# [PASSAGE]
Skip to main content
Version: 3.2

From Notebook to Kubeflow Pipeline using Katonic Studio

1. Get Started

Jupyter Notebook is a very popular tool that data scientists use every day to write their ML code, experiments, and visualize the results. However, when it comes to converting a Notebook to a Pipeline, data scientists struggle a lot. It is a very challenging, time-consuming task, and most of the time it needs the cooperation of several different subject-matter experts: Data Scientist, Machine Learning Engineer, Data Engineer.

A typical machine/deep learning pipeline begins as a series of preprocessing steps followed by experimentation/optimization and finally deployment. Each of these steps represents a challenge in the model development lifecycle. Katonic Studio provides a Pipeline Visual Editor for building AI pipelines from notebooks, Python scripts and R scripts, simplifying the conversion of multiple notebooks or scripts files into batch jobs or workflows.

This tutorial will guide you to use the Katonic Studio to assemble pipelines from Python notebooks or scripts without the need for any coding.

1.1 Sign In

Click here to open the login page to try the Katonic platform.

Untitled

Enter Email and Password and click on the “Sign In” button to sign in to the Katonic platform.

1.2 Orient yourself to the Katonic platform

When you first log in, you will find yourself in the Dashboard section of Katonic. You can use the left sidebar to navigate to other sections of Katonic Platform.

Untitled

  1. To view the platform in full screen click on the “full-screen mode“ on the top right of the page.

  2. If you click on the user icon on top of the right, you can find the option of “cluster monitoring”. Where you can see the performance of the cluster where the platform is installed.

  3. If you would like to search the Katonic documentation for help, click on the “?” icon on the top right of the page.

  4. To send a question to a member of the Katonic support staff, use the Support button on the bottom right of the page.

1.3 Create a Notebook

  1. In the left sidebar, click on

  2. Click on ‘Create Workspace’ in the top right side of the page

Untitled

  • Give your Notebook an informative name (like amazon-revenue).

    Note : Notebook name should contain only lowercase(a-z), numbers(0-9) and hyphen(-).

  • Select Environment as JupyterLab.

  • Select Image as Katonic Studio (Katonic-base is the default image. you can choose any or can also give any custom image) If you want to add any custom image click here for documentation.

  • Select the Number of CPUs and the memory you want to allocate to Notebook.

1.4 Start Notebook

  1. Once you create a workspace you could see it will be in 'processing' state.

Untitled

  1. Once the notebook has started it will show the connect button with which you can connect to the notebook server.

Untitled

  1. When you connect a notebook, a new session is created on a machine and your browser is automatically redirected to the notebook UI.

  2. Once your notebook is up and running, you will see a fresh Jupyter interface. If you are new to Jupyter, you might find the Jupyter and Jupyterlab documentation helpful.

Untitled

1.5 Configure Kubeflow Runtime

Runtime configuration can be listed, added, updated, duplicated and Removed in Runtime Panel.

Untitled

1.5.1 Accessing the panel

  1. Click on Runtime panel from the Jupyterlab sidebar.

  2. Click on the ‘+’ button on the top right.

# [DIRECTIVES]
**A.** In the Katonic Studio tutorial, what characters may a Notebook name contain?
**B.** Count the lines of the records that contain the string "return", treating case as significant, and reply with the number alone.
The records below are unrelated to the Katonic Studio tutorial.

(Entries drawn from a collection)
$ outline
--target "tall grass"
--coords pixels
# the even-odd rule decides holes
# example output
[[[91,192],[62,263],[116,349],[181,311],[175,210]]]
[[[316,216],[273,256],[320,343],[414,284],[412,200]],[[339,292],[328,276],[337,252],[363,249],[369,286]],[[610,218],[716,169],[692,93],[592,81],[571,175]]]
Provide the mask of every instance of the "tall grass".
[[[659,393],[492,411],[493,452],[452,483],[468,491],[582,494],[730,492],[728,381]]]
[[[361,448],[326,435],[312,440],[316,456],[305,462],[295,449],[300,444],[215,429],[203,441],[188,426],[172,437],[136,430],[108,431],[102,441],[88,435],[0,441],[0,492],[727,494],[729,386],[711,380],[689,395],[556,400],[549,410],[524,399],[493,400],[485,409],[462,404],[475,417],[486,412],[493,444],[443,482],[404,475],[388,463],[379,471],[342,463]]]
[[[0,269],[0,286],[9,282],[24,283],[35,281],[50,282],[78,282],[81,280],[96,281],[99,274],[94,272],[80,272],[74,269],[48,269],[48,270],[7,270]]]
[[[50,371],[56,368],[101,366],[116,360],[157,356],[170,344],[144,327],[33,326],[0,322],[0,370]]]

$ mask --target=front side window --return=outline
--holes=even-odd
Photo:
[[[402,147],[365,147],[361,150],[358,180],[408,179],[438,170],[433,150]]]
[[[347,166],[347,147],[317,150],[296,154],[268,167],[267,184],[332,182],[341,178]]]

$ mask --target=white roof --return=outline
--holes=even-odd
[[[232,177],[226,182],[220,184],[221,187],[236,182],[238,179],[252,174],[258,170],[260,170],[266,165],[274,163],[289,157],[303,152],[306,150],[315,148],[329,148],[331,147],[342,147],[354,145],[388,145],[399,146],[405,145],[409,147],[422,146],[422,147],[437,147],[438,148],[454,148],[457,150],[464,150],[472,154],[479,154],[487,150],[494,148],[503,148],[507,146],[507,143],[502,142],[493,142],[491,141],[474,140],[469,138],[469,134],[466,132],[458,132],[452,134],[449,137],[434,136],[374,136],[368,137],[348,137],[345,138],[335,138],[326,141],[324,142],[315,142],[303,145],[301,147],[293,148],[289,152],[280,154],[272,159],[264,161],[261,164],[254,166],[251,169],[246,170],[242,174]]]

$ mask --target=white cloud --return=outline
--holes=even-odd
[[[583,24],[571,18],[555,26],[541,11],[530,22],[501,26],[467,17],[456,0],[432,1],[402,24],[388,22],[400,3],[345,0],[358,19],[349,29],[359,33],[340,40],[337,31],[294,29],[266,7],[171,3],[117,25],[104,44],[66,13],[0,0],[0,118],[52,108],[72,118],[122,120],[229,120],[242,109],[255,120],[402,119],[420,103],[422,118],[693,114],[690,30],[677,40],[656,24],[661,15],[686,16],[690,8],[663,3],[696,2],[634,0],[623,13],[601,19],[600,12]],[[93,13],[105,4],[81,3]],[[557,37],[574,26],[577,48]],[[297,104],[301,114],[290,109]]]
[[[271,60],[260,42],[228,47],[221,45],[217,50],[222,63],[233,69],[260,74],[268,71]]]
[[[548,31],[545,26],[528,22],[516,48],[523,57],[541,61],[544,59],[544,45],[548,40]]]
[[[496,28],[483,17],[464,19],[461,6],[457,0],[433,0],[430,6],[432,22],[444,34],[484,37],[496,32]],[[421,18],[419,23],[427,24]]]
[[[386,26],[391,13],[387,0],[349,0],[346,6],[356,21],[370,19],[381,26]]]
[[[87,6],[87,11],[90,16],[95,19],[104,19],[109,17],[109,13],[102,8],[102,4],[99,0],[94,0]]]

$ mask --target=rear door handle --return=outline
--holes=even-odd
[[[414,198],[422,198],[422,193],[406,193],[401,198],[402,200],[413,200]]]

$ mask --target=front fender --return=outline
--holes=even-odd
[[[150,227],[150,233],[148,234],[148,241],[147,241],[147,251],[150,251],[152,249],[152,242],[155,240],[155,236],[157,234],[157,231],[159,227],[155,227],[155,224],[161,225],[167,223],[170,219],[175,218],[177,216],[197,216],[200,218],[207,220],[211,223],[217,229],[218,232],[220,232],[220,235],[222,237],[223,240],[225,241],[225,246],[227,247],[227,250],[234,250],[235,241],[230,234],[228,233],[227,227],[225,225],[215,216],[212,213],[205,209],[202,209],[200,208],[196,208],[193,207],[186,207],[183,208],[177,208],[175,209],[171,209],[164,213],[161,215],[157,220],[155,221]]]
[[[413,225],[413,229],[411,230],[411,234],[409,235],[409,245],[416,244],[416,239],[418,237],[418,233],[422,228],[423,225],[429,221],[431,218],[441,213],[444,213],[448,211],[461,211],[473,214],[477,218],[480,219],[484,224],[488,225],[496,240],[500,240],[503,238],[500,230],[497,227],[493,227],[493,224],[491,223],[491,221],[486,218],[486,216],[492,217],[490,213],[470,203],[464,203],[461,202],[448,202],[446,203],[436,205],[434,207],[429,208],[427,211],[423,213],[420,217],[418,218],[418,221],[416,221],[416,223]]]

# [RESPONSES TO THE EXERCISE]
**A.** Only lowercase letters (a-z), numbers (0-9), and hyphens (-).

**B.** 5